→ Aim: Carry on the capsule movie reviews past their final line, writing what would come next.

→ Passage provided:
====

Synecdoche, New York (2008) - Charlie Kaufman's directorial debut is disorientating, frightening and impossible to describe in a linear fashion. The plot involves Philip Seymour Hoffman's playwrite lead character who receives a genius grant to do with as he wants. He chooses to create a theater production perpetually stuck in rehearsal, with thousands of actors cast to play everyone he's ever met, including himself, to act out a performance in a model New York City. His character is obsessed with creating truthful art. At a certain point, even the actors playing people in his real life have doubles following them around, acting like the actors acting like real people (haha). His production blends and influences his real life, and it's often hard to tell when he is on or off stage. I can't make heads or tails of most of the plot turns, but somehow the emotions were real, and leave a lasting impact. It's an insanely ambitious film that requires repeated viewings, but I don't think I have it in me to see it again soon, maybe a year or two down the line.
Here's the best I can do with the film's themes:
Staring into the mirror and honestly seeing yourself. Staring into the mirror and seeing the rest of the world. Everyone is special, so no one is special. No one is an extra, everyone is the lead in their own tragedy. Finding the best that we can do as we hurtle towards death. We are a reflection, and dependent, of everyone we know - fuck everyone we know.
To get a better idea of the tone, Kaufman also wrote (but didn't direct) the meta-fictions Eternal Sunshine of the Spotless Mind, Adaptation and Being John Malkovitch, among others. B+
Sex Drive (2008) - It's a teen sex comedy, but a pretty good one, like a small-caliber Superbad. It definitely angles for Apatow's version of comedy/awkward moments, which it's two main stars can almost pull off, but not to the level of Michael Cera. Seth Green's small supporting role as the sarcastic Amish gent was pretty great. B
"The mediator between the head and the hands must be the heart."

====

→ Given data:
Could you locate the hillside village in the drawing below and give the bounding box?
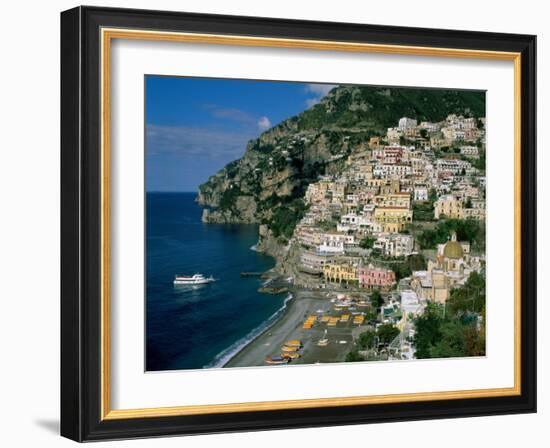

====

→ Response below:
In Metropolis, the metaphorical head is the capitalists, and the hands the work force. There's not much left to say about Metropolis, the classic silent film whose characters became archetypes and setting became a genre. It was special viewing Metropolis, the patriarch of my favorite genre - the dystopian sci-fi future - for the first time this week. And it's even more special and rare to see a film so old it doesn't borrow from wither Orwell's 1984 or Huxley's Brave New World.
The film takes place in the year 2027 (I think), and the set designs and mural backdrops are jaw-dropping depictions of an imagined future, both informed by the art deco skyscrapers in vogue at the time and the industrial steam-and-steel that ground the proletariat to shreds. I won't get into detailed plot mechanics, but it involves a capitalist who has a robot created to lead the proletariat on a rebellion that he can then justifiable respond to with violence to re-assert his dominance. The capitalist's son, who tries to mediate between the "head" and the "hands" is the main character. The modernized class struggles born by the industrial revolution that defined so many political theories of the 20th century drive the dynamics here, and the fact that those class struggles still define our western democracy today is frightening.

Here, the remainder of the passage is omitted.